— start Data records —

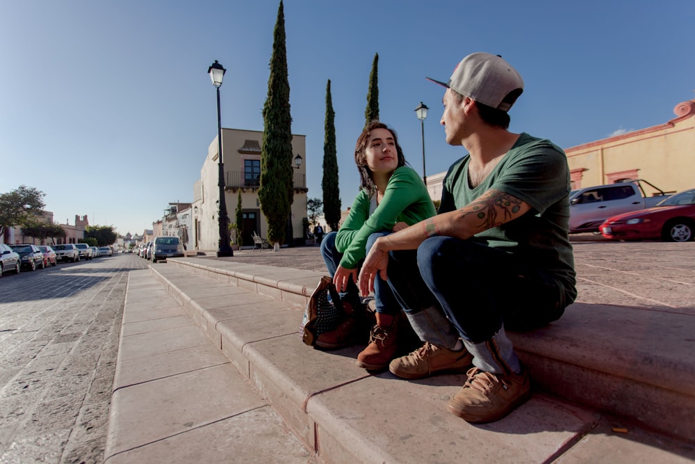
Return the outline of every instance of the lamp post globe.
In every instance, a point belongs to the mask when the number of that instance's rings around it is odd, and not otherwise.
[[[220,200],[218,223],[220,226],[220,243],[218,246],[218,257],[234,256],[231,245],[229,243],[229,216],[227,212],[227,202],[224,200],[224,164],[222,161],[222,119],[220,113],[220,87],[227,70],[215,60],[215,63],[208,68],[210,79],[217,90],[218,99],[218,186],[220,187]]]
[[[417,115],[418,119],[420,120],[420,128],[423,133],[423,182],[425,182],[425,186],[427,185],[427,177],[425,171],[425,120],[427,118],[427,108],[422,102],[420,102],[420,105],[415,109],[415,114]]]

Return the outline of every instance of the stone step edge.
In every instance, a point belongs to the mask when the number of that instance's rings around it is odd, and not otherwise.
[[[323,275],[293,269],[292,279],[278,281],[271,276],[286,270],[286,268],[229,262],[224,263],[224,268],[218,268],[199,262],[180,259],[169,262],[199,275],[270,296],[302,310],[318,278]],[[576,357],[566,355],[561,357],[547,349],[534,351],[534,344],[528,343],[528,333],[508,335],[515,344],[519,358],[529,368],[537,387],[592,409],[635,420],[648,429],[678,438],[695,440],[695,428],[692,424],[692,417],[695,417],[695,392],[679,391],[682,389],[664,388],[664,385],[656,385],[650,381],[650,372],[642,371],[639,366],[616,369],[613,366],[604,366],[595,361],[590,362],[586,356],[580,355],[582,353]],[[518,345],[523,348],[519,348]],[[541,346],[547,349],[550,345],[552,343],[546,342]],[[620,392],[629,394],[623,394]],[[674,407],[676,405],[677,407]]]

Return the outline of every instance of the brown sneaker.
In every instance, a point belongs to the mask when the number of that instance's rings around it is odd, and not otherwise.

— end Data records —

### To do
Repeat the data exactly, excluding the pictures.

### Response to the exercise
Return the outline of every instance of the lamp post globe.
In every instance, a point belongs to the mask when the number of that instance's rings around it is odd, and not otherwise.
[[[220,200],[218,223],[220,226],[220,243],[218,246],[218,257],[234,256],[231,245],[229,243],[229,216],[227,212],[227,202],[224,200],[224,164],[222,161],[222,119],[220,113],[220,87],[227,70],[215,60],[215,63],[208,68],[210,79],[217,90],[218,99],[218,186],[220,187]]]
[[[417,115],[418,119],[420,120],[420,128],[423,133],[423,182],[425,182],[425,186],[427,185],[427,177],[425,171],[425,120],[427,118],[427,108],[422,102],[420,102],[420,105],[415,109],[415,114]]]

Return the outline of every instance of the stone step edge.
In every instance, a point belongs to the mask when the number of that instance's rings around it is odd, and not otherwise.
[[[323,275],[293,269],[292,279],[278,281],[271,276],[286,270],[286,268],[229,262],[224,263],[224,268],[218,268],[199,262],[180,259],[169,262],[199,275],[270,296],[302,310],[318,278]],[[576,357],[566,355],[561,357],[547,349],[534,351],[534,344],[528,343],[528,333],[508,335],[515,344],[519,358],[529,368],[537,387],[592,409],[635,420],[648,429],[678,438],[695,440],[695,428],[692,424],[692,417],[695,417],[695,392],[679,391],[682,389],[664,388],[664,385],[656,385],[650,381],[650,372],[642,371],[639,366],[616,369],[613,366],[604,366],[595,361],[590,362],[586,356],[580,355],[582,353]],[[518,345],[523,348],[519,348]],[[541,346],[547,349],[550,345],[552,343],[546,342]],[[620,392],[629,394],[623,394]],[[674,407],[676,405],[677,407]]]

Return the outline of every instance of the brown sneaker.
In every instance, a point belongs to the mask when the number of that instance's rings around it is odd, and not otherwise.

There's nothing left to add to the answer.